**Exercise objective**: Can you copy the lines from the one that contains "Target: woman's teeth" through the end of the material below, exactly and with nothing else?

**Extracted information**:
-------------------------
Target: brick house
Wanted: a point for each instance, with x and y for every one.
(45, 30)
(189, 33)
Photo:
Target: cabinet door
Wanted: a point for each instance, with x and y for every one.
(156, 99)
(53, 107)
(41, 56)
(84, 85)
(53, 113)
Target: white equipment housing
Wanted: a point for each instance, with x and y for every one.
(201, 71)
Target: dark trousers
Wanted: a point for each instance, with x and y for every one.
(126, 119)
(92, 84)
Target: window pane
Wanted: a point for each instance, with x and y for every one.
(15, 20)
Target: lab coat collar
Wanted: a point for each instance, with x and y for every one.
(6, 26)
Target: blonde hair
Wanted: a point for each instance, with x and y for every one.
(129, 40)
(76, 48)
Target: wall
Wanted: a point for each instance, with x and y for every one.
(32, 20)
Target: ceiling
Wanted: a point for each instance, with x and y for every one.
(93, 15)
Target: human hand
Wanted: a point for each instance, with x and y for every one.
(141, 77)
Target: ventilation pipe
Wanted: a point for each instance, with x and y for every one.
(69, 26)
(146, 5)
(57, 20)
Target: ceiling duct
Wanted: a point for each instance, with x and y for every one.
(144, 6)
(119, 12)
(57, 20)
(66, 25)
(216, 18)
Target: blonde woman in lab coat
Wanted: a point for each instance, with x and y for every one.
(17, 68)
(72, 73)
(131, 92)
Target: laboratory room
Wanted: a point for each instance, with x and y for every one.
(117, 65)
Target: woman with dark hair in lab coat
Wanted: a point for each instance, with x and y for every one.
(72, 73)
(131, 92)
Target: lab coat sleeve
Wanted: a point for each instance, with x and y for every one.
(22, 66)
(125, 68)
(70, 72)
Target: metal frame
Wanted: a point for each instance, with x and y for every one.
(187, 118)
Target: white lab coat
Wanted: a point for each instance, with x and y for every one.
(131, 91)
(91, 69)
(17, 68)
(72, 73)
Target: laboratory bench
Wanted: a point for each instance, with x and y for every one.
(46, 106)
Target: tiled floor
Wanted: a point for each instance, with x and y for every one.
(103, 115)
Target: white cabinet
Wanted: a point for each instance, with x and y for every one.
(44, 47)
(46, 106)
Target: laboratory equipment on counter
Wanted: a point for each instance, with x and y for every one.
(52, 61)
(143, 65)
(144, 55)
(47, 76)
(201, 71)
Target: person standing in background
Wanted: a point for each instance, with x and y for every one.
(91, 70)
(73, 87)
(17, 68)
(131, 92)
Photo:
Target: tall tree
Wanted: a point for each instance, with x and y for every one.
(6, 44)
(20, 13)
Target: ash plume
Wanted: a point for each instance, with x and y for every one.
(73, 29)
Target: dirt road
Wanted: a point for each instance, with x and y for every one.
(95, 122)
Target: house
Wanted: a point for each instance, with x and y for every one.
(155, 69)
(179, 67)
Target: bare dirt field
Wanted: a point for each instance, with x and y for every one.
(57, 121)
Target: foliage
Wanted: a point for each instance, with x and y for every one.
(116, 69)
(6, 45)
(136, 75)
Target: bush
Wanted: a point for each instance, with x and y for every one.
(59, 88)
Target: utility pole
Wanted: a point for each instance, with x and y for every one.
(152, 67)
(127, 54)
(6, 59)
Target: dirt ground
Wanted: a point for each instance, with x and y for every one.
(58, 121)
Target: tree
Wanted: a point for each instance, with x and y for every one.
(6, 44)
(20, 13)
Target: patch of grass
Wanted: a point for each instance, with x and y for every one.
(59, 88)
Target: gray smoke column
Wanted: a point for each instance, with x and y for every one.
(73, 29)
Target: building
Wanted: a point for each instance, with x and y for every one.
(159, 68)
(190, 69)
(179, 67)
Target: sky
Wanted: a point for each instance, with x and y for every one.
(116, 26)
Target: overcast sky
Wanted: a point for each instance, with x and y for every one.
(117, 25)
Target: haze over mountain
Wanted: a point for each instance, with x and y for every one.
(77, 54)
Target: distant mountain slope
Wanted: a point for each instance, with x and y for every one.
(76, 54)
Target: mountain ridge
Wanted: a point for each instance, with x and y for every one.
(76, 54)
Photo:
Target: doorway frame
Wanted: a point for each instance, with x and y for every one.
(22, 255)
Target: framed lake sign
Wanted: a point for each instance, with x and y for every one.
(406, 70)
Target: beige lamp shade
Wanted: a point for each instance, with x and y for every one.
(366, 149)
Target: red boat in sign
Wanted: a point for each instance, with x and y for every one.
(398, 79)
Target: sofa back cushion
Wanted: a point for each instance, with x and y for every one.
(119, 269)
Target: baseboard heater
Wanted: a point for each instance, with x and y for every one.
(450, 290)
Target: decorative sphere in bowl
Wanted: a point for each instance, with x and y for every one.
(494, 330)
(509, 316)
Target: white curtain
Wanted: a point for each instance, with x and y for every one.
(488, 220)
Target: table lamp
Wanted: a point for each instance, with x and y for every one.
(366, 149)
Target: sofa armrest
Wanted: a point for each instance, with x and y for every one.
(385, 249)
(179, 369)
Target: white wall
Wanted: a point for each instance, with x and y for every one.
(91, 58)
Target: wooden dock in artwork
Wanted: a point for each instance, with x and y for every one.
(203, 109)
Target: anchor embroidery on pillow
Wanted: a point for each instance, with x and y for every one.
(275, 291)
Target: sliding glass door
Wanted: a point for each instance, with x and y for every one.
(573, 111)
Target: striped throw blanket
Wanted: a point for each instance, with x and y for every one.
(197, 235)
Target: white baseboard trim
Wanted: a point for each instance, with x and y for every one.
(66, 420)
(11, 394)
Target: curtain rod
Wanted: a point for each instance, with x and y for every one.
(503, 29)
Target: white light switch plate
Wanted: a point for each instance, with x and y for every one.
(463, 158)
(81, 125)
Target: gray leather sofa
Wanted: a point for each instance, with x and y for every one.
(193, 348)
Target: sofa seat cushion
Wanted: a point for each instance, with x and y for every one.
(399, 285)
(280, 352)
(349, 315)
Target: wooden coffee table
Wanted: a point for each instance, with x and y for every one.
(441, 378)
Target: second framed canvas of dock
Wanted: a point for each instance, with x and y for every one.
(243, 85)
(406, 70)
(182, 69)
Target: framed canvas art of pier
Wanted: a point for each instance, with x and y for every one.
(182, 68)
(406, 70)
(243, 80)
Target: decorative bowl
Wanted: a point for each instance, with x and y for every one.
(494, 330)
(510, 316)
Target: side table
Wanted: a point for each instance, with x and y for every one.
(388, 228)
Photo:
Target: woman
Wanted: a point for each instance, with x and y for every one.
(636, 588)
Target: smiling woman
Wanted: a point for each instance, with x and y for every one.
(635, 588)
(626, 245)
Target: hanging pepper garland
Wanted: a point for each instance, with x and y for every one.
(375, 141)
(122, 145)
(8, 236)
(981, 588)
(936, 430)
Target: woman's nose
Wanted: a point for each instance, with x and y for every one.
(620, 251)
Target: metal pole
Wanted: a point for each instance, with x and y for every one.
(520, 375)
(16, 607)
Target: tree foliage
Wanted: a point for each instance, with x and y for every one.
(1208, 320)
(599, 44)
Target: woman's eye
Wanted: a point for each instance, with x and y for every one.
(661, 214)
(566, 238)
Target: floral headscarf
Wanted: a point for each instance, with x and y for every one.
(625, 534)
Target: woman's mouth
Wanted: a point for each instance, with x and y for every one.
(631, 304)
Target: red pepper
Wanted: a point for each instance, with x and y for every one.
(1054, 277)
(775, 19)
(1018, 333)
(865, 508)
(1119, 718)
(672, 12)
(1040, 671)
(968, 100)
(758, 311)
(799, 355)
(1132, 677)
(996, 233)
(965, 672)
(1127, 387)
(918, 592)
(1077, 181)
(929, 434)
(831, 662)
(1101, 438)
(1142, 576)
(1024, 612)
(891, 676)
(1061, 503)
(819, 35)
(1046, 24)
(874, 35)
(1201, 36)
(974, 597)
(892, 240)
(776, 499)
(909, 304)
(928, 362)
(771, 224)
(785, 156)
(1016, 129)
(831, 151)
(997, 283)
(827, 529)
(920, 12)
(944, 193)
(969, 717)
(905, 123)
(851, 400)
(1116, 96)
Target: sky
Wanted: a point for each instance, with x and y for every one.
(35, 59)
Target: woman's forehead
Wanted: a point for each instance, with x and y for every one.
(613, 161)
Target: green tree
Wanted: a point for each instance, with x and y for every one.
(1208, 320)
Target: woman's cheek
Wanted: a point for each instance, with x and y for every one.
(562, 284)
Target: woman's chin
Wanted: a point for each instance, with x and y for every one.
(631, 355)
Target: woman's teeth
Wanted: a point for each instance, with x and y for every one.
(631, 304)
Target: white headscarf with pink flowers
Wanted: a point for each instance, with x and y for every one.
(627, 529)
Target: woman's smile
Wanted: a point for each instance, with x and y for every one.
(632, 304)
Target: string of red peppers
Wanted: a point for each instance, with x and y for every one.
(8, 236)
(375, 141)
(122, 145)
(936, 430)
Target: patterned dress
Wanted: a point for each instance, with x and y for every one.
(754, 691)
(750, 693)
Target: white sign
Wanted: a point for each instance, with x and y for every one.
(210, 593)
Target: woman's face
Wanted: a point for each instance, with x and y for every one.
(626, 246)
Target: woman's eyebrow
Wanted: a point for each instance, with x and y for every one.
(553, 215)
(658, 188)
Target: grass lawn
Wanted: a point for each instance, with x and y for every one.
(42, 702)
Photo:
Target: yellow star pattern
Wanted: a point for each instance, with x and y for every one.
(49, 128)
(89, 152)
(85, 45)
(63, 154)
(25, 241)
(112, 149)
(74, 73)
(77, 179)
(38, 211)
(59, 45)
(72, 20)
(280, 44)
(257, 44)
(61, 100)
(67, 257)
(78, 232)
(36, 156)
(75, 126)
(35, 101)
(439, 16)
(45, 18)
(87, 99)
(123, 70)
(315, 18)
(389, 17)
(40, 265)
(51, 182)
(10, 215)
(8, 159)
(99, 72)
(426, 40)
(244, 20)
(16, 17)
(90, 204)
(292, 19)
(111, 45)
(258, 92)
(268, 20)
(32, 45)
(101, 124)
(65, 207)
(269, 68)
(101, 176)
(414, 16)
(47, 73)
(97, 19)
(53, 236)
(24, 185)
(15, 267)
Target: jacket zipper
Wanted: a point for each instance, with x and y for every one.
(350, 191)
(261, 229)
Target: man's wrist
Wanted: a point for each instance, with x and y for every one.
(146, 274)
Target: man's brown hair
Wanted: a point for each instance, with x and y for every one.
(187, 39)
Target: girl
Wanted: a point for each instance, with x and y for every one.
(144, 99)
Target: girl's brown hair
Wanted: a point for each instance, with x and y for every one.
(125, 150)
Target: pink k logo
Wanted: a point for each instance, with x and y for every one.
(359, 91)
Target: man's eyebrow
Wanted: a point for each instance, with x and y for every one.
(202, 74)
-------------------------
**Task solution**:
Target: woman's teeth
Wanted: a point for each instance, with x and y for every one.
(631, 304)
Target: white headscarf with pink flowers
Wanted: a point for each instance, with x and y for every one.
(627, 529)
Target: woman's smile
Wanted: a point for each instance, with x and y for every one.
(632, 304)
Target: string of red peppers
Wanted: a point for each instance, with x and y for every one.
(8, 236)
(375, 141)
(122, 145)
(936, 430)
Target: patterned dress
Wanted: a point for each instance, with x and y for every one.
(754, 691)
(750, 693)
Target: white sign
Wanted: a point for each instance, with x and y for every one.
(210, 593)
Target: woman's face
Wanted: a point for each instance, with x and y for every one.
(626, 246)
Target: woman's eyebrow
Wanted: a point for each instance, with x and y for every one.
(553, 215)
(658, 188)
Target: grass lawn
Wanted: a point for each instance, with x and y for every one.
(42, 702)
Photo:
Target: yellow star pattern
Wanted: a point for each instance, with x and y for every one.
(49, 128)
(89, 152)
(85, 45)
(63, 154)
(25, 241)
(112, 149)
(74, 73)
(77, 179)
(38, 211)
(59, 45)
(72, 20)
(280, 44)
(257, 44)
(61, 100)
(67, 257)
(78, 232)
(36, 156)
(75, 126)
(35, 101)
(439, 16)
(45, 18)
(87, 99)
(123, 70)
(315, 18)
(389, 17)
(40, 265)
(51, 182)
(10, 215)
(8, 159)
(99, 72)
(426, 40)
(244, 20)
(16, 17)
(90, 204)
(292, 19)
(111, 45)
(258, 92)
(268, 20)
(32, 45)
(101, 124)
(65, 207)
(269, 68)
(101, 176)
(414, 16)
(47, 73)
(97, 19)
(53, 236)
(24, 185)
(15, 267)
Target: jacket zipper
Wanted: a point for each instance, with x and y for every one.
(350, 191)
(261, 229)
Target: man's wrist
Wanted: a point for each instance, with x and y for every one.
(146, 274)
Target: man's brown hair
Wanted: a point for each instance, with x and y for every one.
(187, 39)
Target: girl
Wanted: a point for each instance, with x and y for every one.
(144, 99)
Target: girl's brown hair
Wanted: a point for each instance, with x and y for every one.
(125, 150)
Target: pink k logo
Wanted: a point for each instance, with x and y for every one.
(359, 91)
Target: man's eyebrow
Wanted: a point for each instance, with x and y for every one.
(202, 74)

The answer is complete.